** start of Provided data **

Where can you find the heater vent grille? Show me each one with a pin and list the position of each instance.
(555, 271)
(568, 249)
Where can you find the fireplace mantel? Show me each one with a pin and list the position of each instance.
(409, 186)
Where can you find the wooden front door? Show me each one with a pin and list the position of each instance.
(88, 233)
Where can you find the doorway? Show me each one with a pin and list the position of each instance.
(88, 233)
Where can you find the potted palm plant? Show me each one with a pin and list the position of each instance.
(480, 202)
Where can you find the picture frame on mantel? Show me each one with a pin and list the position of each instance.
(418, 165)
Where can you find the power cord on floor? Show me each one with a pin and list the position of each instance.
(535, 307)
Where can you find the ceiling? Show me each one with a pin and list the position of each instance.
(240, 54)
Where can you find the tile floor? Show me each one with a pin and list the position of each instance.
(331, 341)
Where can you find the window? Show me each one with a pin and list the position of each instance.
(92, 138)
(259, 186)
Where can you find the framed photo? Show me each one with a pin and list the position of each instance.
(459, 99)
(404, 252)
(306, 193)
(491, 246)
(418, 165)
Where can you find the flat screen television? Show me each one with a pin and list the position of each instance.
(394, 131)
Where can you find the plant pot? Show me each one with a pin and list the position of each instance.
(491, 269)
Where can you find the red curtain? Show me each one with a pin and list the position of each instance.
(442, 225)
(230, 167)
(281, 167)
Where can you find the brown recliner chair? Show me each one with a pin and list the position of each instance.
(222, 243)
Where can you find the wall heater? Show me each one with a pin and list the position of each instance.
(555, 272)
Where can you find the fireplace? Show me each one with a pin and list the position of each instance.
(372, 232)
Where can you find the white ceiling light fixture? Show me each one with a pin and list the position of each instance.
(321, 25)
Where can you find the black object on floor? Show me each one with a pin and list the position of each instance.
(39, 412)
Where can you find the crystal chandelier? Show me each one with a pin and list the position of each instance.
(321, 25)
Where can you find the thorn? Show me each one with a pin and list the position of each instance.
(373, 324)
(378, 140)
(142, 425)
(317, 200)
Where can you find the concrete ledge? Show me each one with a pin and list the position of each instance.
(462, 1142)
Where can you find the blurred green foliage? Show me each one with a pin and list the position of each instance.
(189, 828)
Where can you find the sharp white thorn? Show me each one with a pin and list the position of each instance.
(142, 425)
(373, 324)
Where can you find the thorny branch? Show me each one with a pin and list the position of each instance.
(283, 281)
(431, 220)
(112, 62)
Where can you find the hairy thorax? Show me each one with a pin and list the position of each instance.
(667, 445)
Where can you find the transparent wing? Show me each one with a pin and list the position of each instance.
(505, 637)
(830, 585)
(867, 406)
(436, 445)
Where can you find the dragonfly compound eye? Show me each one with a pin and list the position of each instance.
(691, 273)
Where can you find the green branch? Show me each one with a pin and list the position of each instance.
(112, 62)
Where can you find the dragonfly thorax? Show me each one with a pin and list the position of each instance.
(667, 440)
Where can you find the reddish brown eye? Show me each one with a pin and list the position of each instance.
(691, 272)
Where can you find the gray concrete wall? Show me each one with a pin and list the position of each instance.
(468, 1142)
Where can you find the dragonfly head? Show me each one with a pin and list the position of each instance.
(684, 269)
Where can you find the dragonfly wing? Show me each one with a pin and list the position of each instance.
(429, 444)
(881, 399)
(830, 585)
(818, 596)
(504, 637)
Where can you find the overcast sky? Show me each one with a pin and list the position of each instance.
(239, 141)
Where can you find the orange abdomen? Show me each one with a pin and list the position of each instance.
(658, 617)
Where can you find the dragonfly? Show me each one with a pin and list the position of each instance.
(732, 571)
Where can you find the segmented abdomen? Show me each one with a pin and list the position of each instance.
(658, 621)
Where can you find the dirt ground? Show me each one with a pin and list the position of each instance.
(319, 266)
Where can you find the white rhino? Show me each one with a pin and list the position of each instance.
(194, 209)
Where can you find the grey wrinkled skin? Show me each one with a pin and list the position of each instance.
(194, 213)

** end of Provided data **

_Work instructions_. Starting at the line of the listing above that contains "Where can you find the white rhino?" and ending with the listing's final line, write out every line again, requests included. Scale each coordinate in the answers by 2.5 and round it to a whole number, rounding halves up.

_Worked answer_.
Where can you find the white rhino? Show me each one with a pin and list the position of each instance.
(485, 523)
Where can you find the grey wrinkled skin? Show me each one with a pin and list the position of each instance.
(485, 533)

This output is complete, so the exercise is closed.